Pensándolo bien, eso que algunos dicen de que la fe no nos libera de nada, no es verdad. Nos libera precisamente del temor, y nos da la fuerza para superar los problemas. No hace desaparecer nuestras preocupaciones, pero nos da una mirada nueva sobre ellas y nos da la fuerza para vencerlas. No evita que tengamos que presentarnos a los exámenes, pero nos libera de la angustia por el éxito vacío y nos devuelve la responsabilidad de hacer cuanto está en nuestra mano. No nos sube esa nómina tal vez insuficiente, pero nos ayuda a resistir, a seguir luchando, y a descubrir la acción de la Providencia, a amar la sencillez, mientras nos abre puertas para seguir creciendo y nos da el coraje para abandonar los entornos que nos oprimen.
* * * * *
> _Descripción de la tarea_: ¿Puedes proseguir el texto sobre cómo la fe libera del temor, empezando justo después de su última oración?
* * * * *
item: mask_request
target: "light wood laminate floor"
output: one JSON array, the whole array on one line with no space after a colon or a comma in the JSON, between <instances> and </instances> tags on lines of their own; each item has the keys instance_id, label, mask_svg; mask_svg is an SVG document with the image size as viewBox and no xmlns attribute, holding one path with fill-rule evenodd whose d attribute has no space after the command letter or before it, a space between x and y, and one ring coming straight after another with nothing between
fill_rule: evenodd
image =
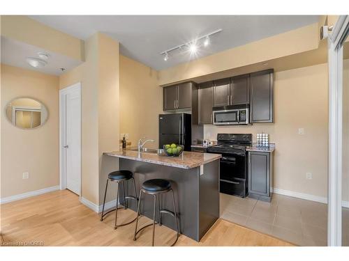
* * * * *
> _Ejercicio resuelto_:
«¡Ánimo, soy yo, no tengáis miedo!». Estas palabras de Jesús pertenecen a la esencia de su mensaje. Aquella noche se hizo realidad para los discípulos en la barca, y quiere ser realidad para nosotros, estemos en la situación que estemos, en cualquiera de nuestras noches. Tanto la Iglesia, como cada uno de nosotros, cuando nos fijamos sólo en nosotros mismos, o tenemos más conciencia de los “elementos” adversos que de la presencia de Jesús, entonces tenemos miedo. En cambio, andamos seguros cuando fijamos la mirada en Él, cuando tenemos conciencia de su presencia en medio de nosotros. La oración es el principal alimento de esa conciencia.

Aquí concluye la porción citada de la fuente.